• CHALLENGE 1:
Scale the entries from the line containing "Definition first: for each instance of the blue ceramic" down to the line containing "[[737, 34], [195, 41], [193, 36], [624, 56]]", both lines included, and reproduce all of those lines with requests kept. Multiply every coordinate in the answers by 2.35 and round to whole numbers, with halves rounded up, but leave the requests and their format samples as they are.

It’s a lie because that’s not how creativity works.
I do boring and mundane stuff 80% of the time. I do that because, 20% of the time, my brain switches away from the boring and the mundane and temporarily becomes a genius.
Temporarily being the word of the hour, because there is simply no way we can sustain great, innovative insight for long stretches of time on a daily basis. True aha! moments—breakthroughs, epiphanies—are few and fleeting.
Alas, human history is riddled with stories of young whippersnappers who come along all cocky thinking they can skip the boring routines of training and practice, and jump right ahead to the good stuff. Nope.
We look askance upon poorly written movies or TV shows where the protagonist somehow is an incredible fighter, an amazing hacker, and a novel leader…when the explanations of how they acquired any of these traits or skills are inadequate.
Captain America may be super-strong, but even Steve Rogers has to be disciplined, train regularly, and learn how to fight and strategize.
So pardon me if I listen to your AI hype about how we can let the computers “do all the work for us” while we just come up with great ideas all the time (or fix up the wonky slop output so now it’s great), and laugh my ass off. Because that’s not how creativity works.
But don’t take my word for it! Numerous studies are coming online showing how relying on AI for "creative work" is having deleterious effects on cognitive function (this one coming surprisingly from research funded by Microsoft!), raising concerns not only about the quality of human output in these scenarios but the lack of novel solutions overall. AI output tends to converge on similar outcomes, which makes sense because essentially everything you’re seeing is a sort of averaging out of massive Internet datasets.
If you wonder why so much AI “art” looks like AI art, that’s because AI is not incentivized to try something out of left field, nor does it really have the means to do so because—despite the hype—the Artificial Intelligence we have today is not sentient, nor is it even intelligent. It’s more of an “intelligence simulator” which might be a helluva lot of fun in games and flashy tech demos but is rather disastrous when deployed at scale.
Creators, you need to stop taking shortcuts. I wish we could ban the word “productivity” from our vocabulary altogether. It’s a doomsday cult. Great art is not productive, nor does productivity produce great art. Sometimes it’s the exact opposite. In truth, the more time you spend screwing around, experimenting, failing, and frankly doing piss-poor work, the likelihood of you eventually producing something incredible increases. And I don’t care what medium we’re talking about. It’s all the same to me:
- Writing
- Painting
- Coding
- Gardening
- Musicmaking
- Filming
- Acting
- Storytelling
- Designing
- Building
- Organizing (yes, political action can be a form of art, and remember, all art is political)
- Did I mention coding?

Point annotations for photos:
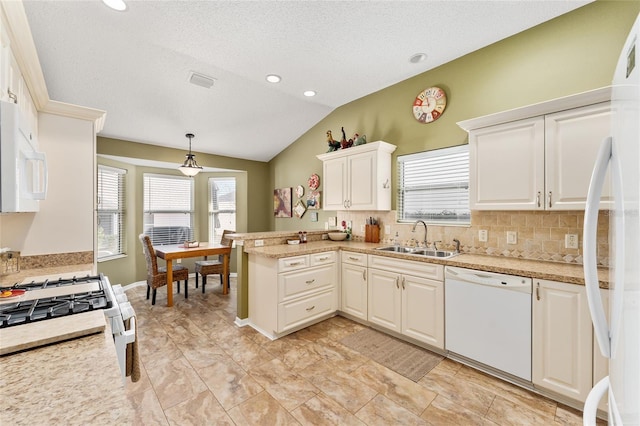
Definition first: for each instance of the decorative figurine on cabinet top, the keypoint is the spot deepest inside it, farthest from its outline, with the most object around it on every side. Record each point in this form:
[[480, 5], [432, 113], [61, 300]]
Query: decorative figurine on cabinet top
[[334, 145], [359, 140], [344, 143]]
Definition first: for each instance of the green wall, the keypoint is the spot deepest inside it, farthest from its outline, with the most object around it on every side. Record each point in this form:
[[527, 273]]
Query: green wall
[[252, 195], [573, 53]]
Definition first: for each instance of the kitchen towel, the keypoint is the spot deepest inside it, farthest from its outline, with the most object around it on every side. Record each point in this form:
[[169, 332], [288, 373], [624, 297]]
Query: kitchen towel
[[132, 368]]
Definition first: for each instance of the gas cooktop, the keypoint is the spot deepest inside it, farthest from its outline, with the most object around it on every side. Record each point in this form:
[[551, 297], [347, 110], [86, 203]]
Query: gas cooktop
[[40, 301]]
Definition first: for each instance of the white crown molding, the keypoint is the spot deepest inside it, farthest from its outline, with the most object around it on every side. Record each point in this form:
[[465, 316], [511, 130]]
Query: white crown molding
[[560, 104], [74, 111], [24, 50]]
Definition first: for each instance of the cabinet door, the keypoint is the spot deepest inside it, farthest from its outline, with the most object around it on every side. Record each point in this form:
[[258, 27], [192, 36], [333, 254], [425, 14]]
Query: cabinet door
[[423, 310], [362, 181], [506, 167], [572, 141], [334, 184], [354, 290], [384, 300], [562, 339]]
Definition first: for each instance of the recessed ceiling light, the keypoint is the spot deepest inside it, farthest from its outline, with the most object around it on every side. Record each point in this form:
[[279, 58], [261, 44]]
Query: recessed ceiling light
[[118, 5], [418, 57], [273, 78]]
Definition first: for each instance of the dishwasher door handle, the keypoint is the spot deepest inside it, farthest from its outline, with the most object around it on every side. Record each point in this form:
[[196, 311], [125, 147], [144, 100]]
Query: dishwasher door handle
[[506, 282]]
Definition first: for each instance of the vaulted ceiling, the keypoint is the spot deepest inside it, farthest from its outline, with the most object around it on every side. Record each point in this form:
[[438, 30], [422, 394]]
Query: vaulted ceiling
[[135, 64]]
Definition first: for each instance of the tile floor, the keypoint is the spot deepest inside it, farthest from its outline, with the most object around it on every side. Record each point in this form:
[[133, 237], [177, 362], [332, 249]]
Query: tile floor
[[199, 368]]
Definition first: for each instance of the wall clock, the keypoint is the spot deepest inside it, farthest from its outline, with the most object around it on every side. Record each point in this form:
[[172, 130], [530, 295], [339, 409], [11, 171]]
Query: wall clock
[[429, 105]]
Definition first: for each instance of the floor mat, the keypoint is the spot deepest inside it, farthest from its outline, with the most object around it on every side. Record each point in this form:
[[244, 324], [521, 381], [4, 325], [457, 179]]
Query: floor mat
[[404, 358]]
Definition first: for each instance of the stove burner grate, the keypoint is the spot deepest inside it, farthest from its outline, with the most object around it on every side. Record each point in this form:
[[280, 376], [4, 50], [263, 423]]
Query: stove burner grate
[[23, 312]]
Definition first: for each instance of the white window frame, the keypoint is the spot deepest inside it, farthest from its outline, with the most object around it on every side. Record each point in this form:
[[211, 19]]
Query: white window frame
[[111, 201], [434, 186], [221, 217], [168, 208]]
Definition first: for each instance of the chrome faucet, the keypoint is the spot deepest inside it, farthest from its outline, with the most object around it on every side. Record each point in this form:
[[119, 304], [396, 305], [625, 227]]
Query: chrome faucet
[[425, 231]]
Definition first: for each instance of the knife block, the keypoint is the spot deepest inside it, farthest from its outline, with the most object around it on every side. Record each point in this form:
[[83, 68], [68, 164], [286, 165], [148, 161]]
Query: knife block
[[372, 234]]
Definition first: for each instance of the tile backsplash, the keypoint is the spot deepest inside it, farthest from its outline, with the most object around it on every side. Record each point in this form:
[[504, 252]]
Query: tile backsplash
[[540, 235]]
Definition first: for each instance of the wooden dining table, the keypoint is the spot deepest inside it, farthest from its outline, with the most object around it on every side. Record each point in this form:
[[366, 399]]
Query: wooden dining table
[[171, 252]]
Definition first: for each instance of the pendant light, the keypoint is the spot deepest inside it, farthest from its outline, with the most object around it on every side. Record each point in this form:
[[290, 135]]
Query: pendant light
[[190, 167]]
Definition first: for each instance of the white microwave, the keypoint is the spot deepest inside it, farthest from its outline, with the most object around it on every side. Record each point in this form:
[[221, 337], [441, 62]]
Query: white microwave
[[23, 170]]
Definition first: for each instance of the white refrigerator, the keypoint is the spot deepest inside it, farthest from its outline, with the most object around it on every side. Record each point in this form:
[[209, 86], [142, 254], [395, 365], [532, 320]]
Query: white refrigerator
[[619, 335]]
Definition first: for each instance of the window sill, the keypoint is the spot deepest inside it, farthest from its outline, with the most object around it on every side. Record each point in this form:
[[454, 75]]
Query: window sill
[[109, 258]]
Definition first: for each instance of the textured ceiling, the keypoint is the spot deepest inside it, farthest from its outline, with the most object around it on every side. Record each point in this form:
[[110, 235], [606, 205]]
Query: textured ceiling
[[135, 64]]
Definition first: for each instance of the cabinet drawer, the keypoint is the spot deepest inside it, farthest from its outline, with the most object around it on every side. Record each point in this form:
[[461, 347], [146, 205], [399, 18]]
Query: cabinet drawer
[[353, 258], [299, 311], [421, 269], [293, 263], [296, 283], [322, 258]]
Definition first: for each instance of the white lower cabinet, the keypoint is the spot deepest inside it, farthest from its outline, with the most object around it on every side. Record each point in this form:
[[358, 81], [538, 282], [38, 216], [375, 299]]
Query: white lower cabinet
[[562, 339], [408, 298], [289, 293], [354, 284]]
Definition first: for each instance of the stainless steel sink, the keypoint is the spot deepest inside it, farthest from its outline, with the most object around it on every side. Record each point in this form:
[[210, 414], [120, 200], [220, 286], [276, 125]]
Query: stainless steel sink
[[440, 254]]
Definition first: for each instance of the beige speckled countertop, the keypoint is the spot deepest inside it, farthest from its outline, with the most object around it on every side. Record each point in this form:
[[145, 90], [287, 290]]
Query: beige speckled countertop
[[72, 382], [18, 277], [564, 272]]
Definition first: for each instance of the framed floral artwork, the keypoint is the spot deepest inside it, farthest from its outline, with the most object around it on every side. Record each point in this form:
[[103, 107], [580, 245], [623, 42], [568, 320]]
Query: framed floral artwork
[[282, 202], [313, 200], [313, 182]]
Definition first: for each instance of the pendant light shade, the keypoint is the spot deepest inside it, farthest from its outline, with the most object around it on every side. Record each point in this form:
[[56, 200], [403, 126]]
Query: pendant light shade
[[190, 167]]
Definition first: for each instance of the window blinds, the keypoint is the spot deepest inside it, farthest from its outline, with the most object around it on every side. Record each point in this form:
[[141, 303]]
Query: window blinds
[[111, 211], [168, 208], [222, 206], [434, 185]]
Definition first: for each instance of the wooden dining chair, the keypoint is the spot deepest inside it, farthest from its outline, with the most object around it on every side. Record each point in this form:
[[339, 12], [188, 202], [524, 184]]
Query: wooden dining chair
[[157, 276], [212, 267]]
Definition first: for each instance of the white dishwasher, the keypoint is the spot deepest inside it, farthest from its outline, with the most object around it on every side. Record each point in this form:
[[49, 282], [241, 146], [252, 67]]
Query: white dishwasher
[[488, 319]]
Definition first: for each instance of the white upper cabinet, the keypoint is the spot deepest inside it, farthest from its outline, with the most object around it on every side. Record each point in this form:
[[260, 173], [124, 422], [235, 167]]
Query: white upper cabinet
[[357, 178], [538, 162], [13, 87], [572, 140], [506, 167]]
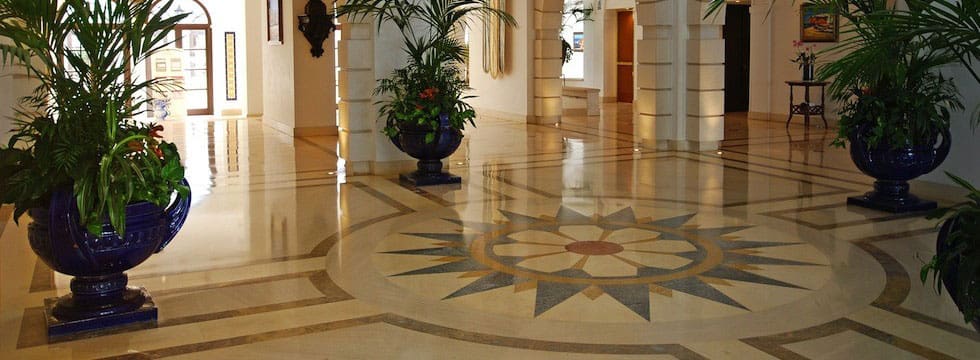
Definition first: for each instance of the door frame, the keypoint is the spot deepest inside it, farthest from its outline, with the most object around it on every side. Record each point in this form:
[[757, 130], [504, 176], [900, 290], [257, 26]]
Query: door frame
[[178, 29]]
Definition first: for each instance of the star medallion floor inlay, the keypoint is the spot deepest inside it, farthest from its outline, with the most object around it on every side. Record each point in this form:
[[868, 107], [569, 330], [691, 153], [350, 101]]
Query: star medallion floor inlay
[[613, 263], [563, 242], [618, 255]]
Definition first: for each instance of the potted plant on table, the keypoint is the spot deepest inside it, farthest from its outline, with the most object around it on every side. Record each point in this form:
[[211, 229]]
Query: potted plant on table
[[99, 185], [805, 58], [426, 109]]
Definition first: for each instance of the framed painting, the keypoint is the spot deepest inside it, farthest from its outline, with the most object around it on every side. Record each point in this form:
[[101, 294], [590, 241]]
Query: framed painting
[[274, 12], [578, 41], [818, 24]]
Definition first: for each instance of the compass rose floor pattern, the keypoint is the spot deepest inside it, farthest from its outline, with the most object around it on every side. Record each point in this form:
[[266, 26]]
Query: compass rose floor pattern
[[566, 242]]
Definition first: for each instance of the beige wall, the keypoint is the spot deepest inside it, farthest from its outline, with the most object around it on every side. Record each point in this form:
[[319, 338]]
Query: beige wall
[[253, 40], [512, 95], [772, 50], [962, 160], [278, 74], [300, 97]]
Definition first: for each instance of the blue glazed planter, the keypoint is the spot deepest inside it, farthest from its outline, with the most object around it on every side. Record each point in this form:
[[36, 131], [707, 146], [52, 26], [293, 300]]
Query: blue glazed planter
[[892, 167], [411, 140], [100, 297]]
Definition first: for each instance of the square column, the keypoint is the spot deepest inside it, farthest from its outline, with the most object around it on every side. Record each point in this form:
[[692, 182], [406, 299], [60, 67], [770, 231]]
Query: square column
[[547, 61], [656, 73], [358, 117], [705, 123]]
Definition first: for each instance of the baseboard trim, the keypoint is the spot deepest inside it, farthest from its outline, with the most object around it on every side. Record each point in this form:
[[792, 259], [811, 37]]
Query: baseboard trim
[[316, 131], [503, 115], [278, 126]]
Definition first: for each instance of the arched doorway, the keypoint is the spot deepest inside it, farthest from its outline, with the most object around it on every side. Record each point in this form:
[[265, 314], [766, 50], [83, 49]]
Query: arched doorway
[[193, 36]]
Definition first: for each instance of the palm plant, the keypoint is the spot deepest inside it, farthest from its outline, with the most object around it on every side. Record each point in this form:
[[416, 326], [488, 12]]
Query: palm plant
[[430, 85], [958, 257], [76, 130], [889, 74]]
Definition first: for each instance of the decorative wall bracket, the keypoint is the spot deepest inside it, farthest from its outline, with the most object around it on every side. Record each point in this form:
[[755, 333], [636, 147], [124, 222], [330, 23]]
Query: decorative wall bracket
[[316, 25]]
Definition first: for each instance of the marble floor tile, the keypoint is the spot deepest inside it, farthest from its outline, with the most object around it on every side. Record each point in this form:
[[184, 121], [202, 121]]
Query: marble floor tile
[[563, 242]]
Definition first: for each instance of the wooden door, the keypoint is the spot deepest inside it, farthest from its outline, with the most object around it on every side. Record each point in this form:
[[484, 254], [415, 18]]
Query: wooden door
[[736, 33], [195, 40], [624, 57]]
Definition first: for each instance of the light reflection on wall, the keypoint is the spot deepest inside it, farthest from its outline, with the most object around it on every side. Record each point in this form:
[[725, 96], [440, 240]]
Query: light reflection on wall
[[197, 158]]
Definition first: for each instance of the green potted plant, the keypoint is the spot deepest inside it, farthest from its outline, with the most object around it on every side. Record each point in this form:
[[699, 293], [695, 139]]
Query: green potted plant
[[573, 14], [956, 264], [896, 101], [99, 185], [426, 110]]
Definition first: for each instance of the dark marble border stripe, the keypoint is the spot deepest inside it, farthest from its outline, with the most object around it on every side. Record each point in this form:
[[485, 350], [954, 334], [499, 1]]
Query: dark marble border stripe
[[748, 155], [305, 140], [421, 192], [775, 344], [675, 350], [247, 311], [250, 281], [500, 176], [324, 246], [33, 334], [780, 214], [898, 285], [896, 341], [250, 339], [799, 172]]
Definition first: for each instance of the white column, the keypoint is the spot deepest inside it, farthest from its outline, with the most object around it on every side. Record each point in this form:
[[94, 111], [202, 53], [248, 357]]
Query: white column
[[705, 120], [760, 61], [255, 34], [657, 80], [357, 113], [547, 61]]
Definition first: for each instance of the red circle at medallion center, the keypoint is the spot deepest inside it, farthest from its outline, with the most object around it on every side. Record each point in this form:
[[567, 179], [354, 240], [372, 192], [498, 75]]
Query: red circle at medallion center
[[594, 248]]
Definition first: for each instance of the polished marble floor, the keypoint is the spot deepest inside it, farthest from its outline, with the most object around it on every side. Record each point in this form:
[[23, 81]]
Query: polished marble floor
[[564, 242]]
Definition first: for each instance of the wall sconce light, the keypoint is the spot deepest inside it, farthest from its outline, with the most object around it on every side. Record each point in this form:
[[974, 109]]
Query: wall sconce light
[[316, 25]]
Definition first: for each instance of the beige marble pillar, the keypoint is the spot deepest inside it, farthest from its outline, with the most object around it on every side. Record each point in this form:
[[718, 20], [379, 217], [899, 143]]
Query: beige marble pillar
[[547, 61], [358, 118], [705, 120], [680, 75], [656, 74]]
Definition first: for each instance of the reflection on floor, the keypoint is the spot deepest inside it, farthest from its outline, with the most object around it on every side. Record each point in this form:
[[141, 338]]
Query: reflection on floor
[[564, 242]]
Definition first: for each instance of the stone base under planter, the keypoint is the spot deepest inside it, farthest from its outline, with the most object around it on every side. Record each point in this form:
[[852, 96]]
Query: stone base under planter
[[144, 316], [906, 205], [417, 178]]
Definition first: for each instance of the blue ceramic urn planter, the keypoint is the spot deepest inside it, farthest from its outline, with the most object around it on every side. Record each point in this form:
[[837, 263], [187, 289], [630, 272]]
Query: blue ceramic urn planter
[[892, 167], [100, 298], [411, 140]]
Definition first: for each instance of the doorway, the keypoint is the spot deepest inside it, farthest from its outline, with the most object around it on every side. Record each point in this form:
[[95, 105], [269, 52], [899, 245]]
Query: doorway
[[737, 34], [195, 41], [193, 36], [624, 56]]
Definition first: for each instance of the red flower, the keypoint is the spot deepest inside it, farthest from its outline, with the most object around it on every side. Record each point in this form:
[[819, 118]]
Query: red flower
[[429, 94], [155, 131]]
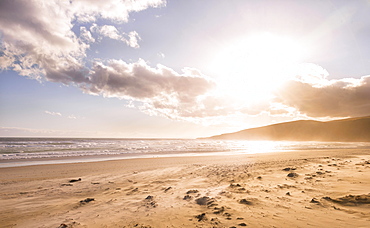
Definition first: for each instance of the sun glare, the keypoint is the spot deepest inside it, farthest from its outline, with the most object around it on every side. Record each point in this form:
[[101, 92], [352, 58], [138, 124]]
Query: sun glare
[[252, 67]]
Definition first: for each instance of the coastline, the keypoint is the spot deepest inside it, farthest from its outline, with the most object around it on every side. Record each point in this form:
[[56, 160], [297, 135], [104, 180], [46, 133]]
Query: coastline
[[157, 192]]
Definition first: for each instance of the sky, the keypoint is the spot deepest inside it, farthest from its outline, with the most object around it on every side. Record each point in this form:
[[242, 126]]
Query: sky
[[179, 68]]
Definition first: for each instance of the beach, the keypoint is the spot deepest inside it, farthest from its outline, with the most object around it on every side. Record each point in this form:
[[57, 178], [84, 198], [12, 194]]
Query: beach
[[310, 188]]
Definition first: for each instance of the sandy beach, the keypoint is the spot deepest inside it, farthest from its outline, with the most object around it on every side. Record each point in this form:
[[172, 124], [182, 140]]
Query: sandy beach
[[321, 188]]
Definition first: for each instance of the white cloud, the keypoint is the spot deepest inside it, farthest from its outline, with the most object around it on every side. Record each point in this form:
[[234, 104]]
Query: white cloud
[[37, 39], [327, 98], [110, 31], [53, 113]]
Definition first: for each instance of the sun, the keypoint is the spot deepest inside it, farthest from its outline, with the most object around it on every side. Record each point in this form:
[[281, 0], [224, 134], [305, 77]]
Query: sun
[[252, 67]]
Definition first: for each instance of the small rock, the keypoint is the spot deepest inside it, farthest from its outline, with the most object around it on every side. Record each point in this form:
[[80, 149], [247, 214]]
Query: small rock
[[87, 200], [314, 200], [201, 217], [293, 175], [244, 201], [75, 180], [187, 197]]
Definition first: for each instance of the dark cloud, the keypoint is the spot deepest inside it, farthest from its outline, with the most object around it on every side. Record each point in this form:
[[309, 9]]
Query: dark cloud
[[337, 98]]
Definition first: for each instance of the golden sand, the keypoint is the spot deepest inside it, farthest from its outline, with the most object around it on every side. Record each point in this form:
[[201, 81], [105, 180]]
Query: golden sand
[[328, 188]]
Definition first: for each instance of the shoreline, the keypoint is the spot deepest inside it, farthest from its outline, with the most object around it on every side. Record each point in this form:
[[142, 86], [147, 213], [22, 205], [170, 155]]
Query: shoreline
[[192, 191], [19, 162]]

• CHALLENGE 2:
In the essay on creativity, copy word for word everything from "Alas, human history" down to "off. Because that’s not how creativity works.".

• EXPECTED OUTPUT 1:
Definition first: for each instance of the blue ceramic urn planter, the keypoint is the spot deepest inside it, farthest from its outline, with the most object around it on every side. Record each point in this form:
[[837, 263], [187, 289], [630, 272]]
Query: blue ceramic urn planter
[[2096, 392], [235, 700], [966, 329]]
Definition first: for each instance of the doorway, the keypoint is the spot deepest inside it, farthest from its outline, with the most object around it on every side. Record each point in this form:
[[95, 105], [269, 52], [899, 245]]
Query: doorway
[[1732, 80], [458, 96], [454, 85], [1466, 132]]

• EXPECTED OUTPUT 2:
Alas, human history is riddled with stories of young whippersnappers who come along all cocky thinking they can skip the boring routines of training and practice, and jump right ahead to the good stuff. Nope.
We look askance upon poorly written movies or TV shows where the protagonist somehow is an incredible fighter, an amazing hacker, and a novel leader…when the explanations of how they acquired any of these traits or skills are inadequate.
Captain America may be super-strong, but even Steve Rogers has to be disciplined, train regularly, and learn how to fight and strategize.
So pardon me if I listen to your AI hype about how we can let the computers “do all the work for us” while we just come up with great ideas all the time (or fix up the wonky slop output so now it’s great), and laugh my ass off. Because that’s not how creativity works.